--- Given data ---

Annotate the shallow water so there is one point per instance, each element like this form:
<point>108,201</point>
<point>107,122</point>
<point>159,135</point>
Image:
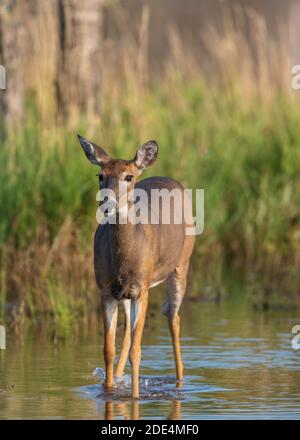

--- What is expected ---
Reproduce the lines above as a numbered list, omitting any blank lines and leaving out the pictures.

--- Response to this task ---
1. Annotate the shallow water so there is one point per instance, each element like this form:
2. <point>108,201</point>
3. <point>107,122</point>
4. <point>159,135</point>
5. Image:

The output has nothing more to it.